__Task details__. Please show every line below that contains the word "stone", copying each one in full.
┏━━
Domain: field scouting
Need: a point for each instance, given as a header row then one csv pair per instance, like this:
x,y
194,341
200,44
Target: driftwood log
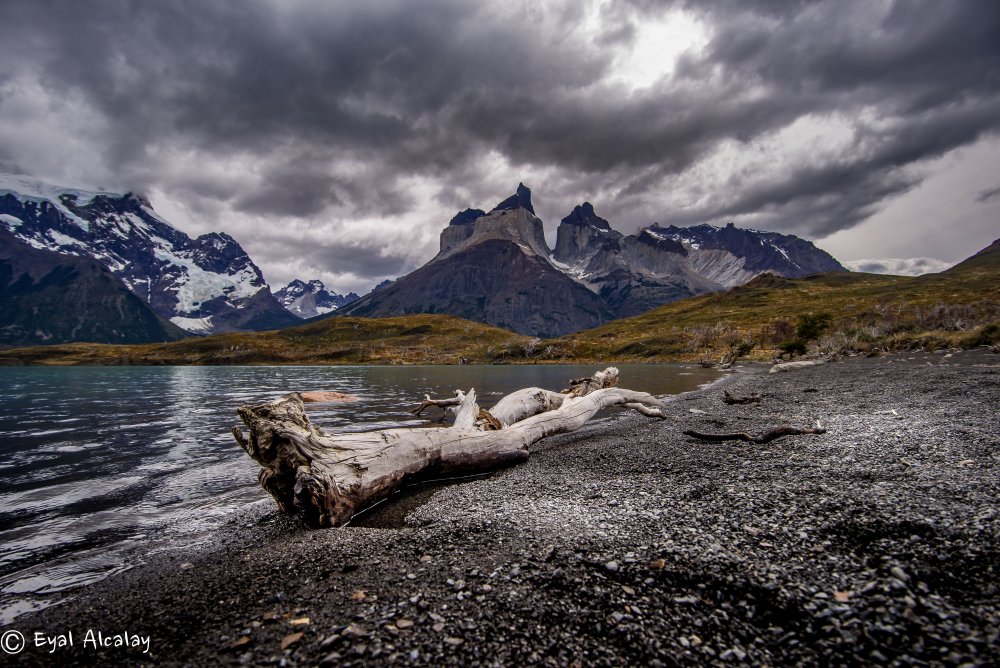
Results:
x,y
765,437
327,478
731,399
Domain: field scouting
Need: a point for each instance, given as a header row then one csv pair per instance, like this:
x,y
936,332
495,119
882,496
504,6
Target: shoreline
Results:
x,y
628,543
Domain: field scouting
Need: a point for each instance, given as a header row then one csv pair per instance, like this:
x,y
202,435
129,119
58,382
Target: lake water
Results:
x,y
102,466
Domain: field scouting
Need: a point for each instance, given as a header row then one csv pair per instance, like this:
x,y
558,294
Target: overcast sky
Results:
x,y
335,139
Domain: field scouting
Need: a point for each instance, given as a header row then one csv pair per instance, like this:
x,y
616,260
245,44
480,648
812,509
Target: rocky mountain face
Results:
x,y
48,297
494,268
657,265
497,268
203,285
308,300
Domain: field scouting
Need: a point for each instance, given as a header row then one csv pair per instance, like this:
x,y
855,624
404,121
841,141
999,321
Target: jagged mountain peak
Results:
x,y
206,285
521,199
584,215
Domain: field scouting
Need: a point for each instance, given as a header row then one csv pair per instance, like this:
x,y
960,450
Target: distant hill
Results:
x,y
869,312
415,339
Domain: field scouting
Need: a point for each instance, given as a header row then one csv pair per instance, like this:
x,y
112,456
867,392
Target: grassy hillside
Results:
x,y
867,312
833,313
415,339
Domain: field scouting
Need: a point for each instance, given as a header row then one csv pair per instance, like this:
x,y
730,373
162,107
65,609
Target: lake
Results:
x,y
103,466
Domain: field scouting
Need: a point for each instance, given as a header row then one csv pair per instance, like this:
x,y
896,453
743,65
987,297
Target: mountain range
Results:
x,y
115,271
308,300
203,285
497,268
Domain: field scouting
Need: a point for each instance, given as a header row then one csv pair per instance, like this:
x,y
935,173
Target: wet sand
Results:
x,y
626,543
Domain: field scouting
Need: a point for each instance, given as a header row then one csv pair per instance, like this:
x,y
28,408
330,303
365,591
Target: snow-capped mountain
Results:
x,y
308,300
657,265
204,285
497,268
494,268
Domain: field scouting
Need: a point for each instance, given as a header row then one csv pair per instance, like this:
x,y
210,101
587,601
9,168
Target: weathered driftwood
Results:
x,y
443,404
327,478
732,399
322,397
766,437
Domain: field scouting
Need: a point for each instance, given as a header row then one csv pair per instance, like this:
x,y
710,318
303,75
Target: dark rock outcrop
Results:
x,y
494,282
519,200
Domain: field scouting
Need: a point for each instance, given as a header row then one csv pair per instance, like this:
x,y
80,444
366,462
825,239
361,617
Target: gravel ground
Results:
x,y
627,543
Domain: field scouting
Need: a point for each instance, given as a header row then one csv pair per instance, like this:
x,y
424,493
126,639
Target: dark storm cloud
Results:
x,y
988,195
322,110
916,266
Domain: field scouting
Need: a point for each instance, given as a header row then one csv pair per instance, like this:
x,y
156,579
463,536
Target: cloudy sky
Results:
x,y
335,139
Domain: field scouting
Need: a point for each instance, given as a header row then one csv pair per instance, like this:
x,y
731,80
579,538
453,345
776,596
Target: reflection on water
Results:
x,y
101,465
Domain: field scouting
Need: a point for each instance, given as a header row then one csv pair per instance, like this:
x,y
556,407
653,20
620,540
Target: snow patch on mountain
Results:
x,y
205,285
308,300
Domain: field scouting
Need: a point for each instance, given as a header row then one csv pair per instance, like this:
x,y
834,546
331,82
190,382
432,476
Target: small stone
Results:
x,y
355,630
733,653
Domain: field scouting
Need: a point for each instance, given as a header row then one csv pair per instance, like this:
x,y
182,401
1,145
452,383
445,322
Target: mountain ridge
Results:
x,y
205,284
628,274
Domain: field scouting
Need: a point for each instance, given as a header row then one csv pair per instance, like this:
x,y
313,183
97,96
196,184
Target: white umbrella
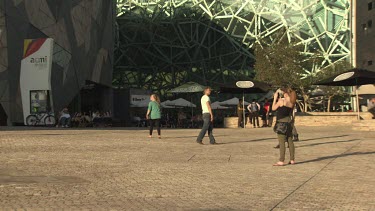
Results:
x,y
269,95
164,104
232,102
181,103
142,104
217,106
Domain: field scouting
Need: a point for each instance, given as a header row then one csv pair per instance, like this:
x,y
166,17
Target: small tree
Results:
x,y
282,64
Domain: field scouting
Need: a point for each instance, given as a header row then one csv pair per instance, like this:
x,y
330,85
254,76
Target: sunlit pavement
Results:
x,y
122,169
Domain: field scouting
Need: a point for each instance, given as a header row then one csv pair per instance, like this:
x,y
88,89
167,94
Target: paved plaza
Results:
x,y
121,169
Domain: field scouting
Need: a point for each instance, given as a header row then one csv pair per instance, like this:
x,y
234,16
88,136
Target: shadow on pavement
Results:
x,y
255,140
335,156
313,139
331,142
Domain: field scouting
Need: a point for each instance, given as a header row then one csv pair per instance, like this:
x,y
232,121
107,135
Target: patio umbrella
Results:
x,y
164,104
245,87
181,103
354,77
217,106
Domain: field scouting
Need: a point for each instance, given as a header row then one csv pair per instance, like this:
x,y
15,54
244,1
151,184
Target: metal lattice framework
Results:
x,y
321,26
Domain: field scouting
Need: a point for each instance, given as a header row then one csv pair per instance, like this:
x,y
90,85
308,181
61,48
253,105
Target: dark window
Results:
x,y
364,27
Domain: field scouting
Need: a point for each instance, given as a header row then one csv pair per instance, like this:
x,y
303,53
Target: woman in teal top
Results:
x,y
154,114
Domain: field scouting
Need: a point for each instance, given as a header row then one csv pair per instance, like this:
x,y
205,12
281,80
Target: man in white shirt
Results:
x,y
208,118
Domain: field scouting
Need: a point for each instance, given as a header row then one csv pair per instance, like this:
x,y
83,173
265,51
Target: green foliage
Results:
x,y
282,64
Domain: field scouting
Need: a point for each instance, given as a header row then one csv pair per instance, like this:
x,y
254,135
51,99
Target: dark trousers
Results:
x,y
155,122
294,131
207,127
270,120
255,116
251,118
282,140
┗━━
┏━━
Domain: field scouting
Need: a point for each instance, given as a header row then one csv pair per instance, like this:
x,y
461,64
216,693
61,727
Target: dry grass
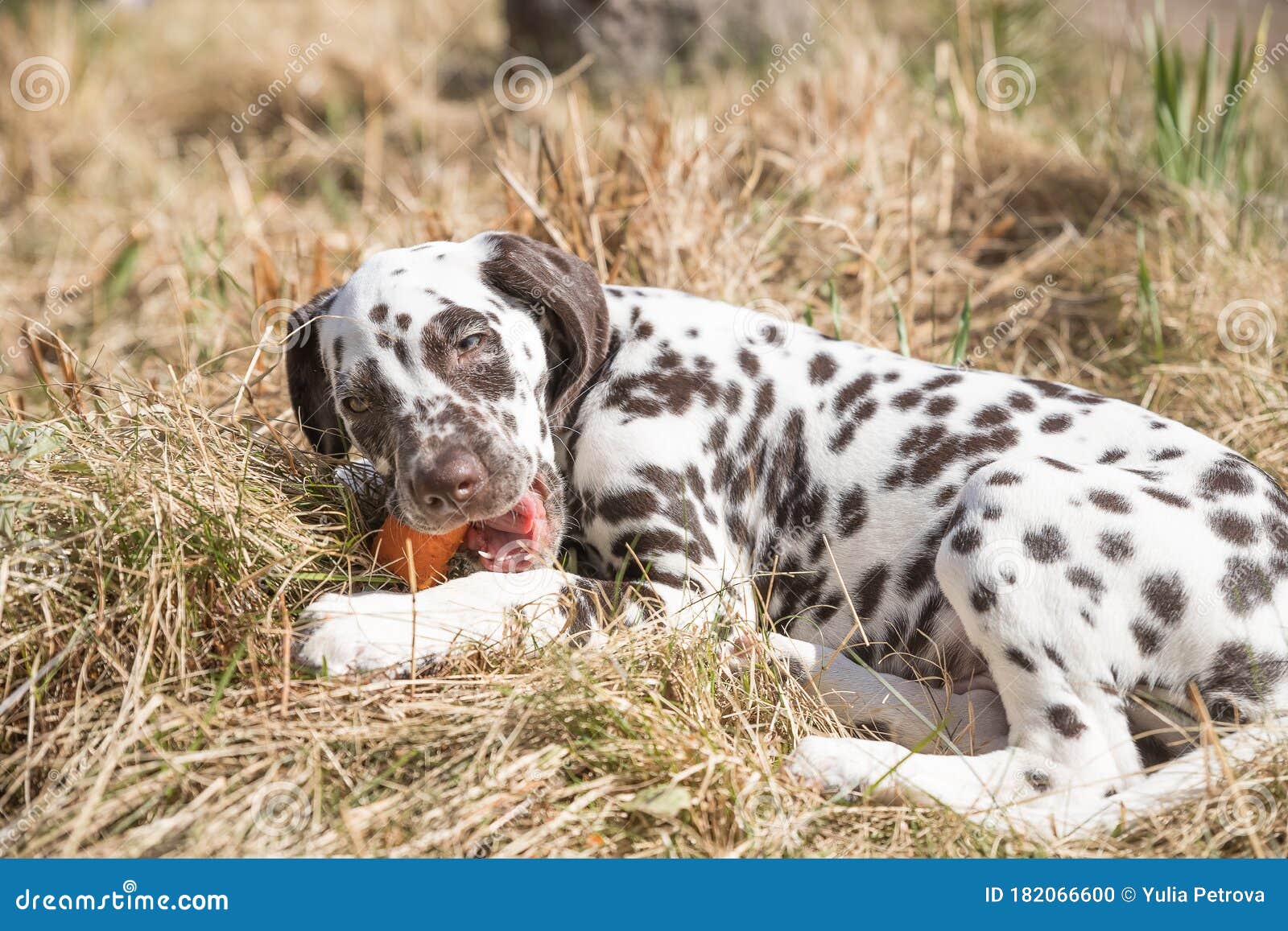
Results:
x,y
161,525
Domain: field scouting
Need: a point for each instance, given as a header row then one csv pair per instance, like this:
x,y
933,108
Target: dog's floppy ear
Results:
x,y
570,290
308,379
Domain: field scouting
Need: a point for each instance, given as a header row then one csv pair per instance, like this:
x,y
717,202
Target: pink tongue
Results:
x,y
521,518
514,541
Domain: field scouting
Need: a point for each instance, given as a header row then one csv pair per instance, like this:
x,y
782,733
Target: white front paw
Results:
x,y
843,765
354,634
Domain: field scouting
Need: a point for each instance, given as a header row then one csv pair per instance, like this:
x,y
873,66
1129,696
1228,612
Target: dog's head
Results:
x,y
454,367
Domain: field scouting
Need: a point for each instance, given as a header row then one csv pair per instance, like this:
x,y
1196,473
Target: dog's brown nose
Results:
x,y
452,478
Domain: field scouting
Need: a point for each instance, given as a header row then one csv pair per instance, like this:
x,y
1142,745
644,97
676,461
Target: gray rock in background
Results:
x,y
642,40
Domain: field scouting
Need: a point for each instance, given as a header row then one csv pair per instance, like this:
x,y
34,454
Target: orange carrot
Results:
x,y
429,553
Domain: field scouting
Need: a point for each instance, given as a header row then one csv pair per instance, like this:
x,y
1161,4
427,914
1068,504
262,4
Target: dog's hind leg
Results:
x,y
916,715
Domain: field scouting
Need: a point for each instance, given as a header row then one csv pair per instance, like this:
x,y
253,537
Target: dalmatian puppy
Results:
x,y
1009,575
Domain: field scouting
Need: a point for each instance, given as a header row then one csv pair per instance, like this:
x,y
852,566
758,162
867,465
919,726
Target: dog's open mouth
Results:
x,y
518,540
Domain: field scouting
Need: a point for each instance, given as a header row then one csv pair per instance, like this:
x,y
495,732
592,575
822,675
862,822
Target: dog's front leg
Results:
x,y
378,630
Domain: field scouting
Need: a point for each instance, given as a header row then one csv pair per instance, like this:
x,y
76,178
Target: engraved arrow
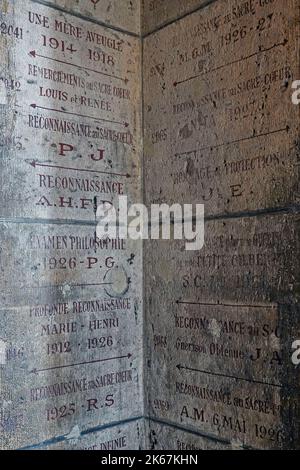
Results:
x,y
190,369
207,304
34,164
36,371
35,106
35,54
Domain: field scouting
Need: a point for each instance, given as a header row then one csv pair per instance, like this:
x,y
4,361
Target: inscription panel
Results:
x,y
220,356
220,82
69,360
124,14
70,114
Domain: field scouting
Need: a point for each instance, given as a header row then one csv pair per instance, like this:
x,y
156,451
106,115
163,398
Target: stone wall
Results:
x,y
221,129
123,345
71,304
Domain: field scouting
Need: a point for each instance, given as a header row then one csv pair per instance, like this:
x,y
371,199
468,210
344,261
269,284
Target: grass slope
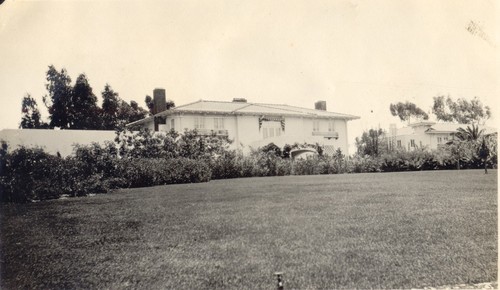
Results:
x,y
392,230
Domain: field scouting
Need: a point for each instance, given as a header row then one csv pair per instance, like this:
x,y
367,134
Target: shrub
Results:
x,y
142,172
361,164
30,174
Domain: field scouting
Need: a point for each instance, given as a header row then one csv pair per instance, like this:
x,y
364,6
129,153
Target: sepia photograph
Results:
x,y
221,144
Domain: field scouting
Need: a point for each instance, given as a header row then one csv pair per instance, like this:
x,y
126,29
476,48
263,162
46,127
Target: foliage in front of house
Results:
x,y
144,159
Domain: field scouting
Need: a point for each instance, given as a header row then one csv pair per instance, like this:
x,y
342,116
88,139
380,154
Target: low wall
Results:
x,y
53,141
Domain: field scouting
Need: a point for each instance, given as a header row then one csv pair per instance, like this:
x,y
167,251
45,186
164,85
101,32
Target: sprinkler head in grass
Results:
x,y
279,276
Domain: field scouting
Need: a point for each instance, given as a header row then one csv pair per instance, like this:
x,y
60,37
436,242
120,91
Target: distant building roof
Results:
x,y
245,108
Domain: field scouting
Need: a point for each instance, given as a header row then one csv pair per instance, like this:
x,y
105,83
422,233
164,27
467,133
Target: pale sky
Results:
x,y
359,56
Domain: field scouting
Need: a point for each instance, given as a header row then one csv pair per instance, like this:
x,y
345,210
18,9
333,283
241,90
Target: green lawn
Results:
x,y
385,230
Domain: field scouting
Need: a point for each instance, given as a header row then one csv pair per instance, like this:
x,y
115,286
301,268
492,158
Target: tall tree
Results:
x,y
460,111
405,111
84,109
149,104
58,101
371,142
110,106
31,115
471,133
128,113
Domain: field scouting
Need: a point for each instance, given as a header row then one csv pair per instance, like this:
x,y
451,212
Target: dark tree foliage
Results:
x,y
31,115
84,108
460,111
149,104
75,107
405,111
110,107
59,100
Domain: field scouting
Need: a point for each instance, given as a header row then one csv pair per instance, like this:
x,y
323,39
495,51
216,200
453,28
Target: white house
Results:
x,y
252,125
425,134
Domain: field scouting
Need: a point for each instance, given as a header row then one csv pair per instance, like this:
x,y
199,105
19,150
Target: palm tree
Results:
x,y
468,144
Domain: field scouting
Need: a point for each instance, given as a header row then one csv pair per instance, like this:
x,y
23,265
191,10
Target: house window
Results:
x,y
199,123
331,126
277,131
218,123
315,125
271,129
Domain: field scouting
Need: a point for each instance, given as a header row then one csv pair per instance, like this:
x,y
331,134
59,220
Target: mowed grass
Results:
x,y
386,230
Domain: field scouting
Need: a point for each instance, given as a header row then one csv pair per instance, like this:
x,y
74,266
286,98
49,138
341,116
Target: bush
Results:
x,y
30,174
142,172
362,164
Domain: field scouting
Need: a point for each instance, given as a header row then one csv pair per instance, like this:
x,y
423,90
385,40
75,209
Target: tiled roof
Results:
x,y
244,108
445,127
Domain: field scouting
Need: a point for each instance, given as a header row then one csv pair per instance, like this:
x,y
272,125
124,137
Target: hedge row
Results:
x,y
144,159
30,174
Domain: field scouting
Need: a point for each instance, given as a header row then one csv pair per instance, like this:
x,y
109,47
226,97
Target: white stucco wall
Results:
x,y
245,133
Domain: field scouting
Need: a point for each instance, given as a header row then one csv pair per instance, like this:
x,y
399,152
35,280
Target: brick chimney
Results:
┗━━
__Correct result__.
Target: small stone
Target: stone wall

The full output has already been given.